Exercise tasks.
#1 In the essay on God's purpose, translate this sentence into Spanish: "Why does God get up in the morning, so to speak?"
#2 Which scripture passage does the essay on God's purpose point to from the Latter-day Saint tradition?

Source text.
┄┄┄┄┄┄┄┄┄┄

What is the Point of God? Two answers from Brandon Sanderson’s Isles of the Emberdark

I know this title sounds like a joke from The Hitchhiker’s Guide to the Galaxy. Probably a more accurate version of the title would be something like “What is God’s purpose?” but sometimes you have to go with the more clickbait-y version. Either way, the point here is not to ask the question of whether God exists, but to ask what he lives for. Why does God get up in the morning, so to speak? Why does He create things?

Obviously, theology has its own answers to this question. In the Latter-day Saint tradition, we would point to Moses 1:39 in which God explains to Moses that “this is my work and my glory—to bring to pass the immortality and eternal life of man.” In other words, God exists to be in relation to his children and help to lift them up. With my limited understanding of other Christian denominations, I won’t speculate too much about how controversial this might be, but I have a sense this is not the norm.

I see some extensions of this idea in Brandon Sanderson’s latest novel, Isles of the Emberdark. I’ve written before about how LDS theology plays into the Cosmere’s magic systems, but Emberdark seems focused on this question. In particular, Sanderson uses two different characters to explore the idea of what a god’s purpose is, especially in relation to their followers.

┄┄┄┄┄┄┄┄┄┄

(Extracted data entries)
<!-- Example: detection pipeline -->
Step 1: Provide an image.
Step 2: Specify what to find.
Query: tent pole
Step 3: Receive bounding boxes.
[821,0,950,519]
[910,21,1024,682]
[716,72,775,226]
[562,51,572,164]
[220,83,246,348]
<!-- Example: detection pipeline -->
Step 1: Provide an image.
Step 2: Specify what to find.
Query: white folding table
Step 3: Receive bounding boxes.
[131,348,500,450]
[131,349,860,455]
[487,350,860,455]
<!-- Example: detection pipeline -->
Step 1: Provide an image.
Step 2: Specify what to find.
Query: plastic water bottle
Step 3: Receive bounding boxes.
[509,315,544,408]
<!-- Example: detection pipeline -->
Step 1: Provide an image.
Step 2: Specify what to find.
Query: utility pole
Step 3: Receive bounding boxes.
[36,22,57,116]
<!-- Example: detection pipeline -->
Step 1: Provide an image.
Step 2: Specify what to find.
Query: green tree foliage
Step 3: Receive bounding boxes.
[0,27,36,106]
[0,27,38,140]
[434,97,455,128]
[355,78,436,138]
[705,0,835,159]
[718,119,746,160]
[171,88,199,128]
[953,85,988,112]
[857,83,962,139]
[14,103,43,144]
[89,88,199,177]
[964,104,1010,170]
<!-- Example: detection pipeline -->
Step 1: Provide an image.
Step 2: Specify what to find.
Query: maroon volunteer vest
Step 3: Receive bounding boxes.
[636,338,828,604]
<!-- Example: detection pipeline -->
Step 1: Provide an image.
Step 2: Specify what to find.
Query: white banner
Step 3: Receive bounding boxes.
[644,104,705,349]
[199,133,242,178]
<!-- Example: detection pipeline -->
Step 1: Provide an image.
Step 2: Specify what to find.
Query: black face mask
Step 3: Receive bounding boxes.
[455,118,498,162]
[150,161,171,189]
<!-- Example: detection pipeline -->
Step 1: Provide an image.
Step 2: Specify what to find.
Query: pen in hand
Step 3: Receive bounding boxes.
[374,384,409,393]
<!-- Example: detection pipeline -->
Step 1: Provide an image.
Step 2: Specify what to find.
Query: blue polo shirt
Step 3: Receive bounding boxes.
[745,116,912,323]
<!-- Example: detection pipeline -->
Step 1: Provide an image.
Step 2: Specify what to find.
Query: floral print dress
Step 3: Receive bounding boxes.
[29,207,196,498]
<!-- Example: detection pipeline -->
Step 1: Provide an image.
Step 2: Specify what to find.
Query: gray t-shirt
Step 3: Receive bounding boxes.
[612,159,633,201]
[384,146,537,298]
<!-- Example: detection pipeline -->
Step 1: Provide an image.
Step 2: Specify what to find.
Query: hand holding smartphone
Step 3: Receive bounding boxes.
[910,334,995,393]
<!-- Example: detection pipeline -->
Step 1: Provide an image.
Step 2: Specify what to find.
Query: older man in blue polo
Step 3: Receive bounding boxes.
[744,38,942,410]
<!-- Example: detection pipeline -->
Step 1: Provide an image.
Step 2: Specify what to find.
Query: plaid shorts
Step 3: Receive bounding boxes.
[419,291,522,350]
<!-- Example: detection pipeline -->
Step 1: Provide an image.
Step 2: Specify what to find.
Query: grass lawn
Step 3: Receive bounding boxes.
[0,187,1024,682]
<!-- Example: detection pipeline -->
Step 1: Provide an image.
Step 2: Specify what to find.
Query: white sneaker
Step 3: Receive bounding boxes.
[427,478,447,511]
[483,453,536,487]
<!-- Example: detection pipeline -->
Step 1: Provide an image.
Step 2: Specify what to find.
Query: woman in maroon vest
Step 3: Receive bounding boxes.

┄┄┄┄┄┄┄┄┄┄

Solutions to the problems.
#1 ¿Por qué se levanta Dios por la mañana, por así decirlo?

#2 Moses 1:39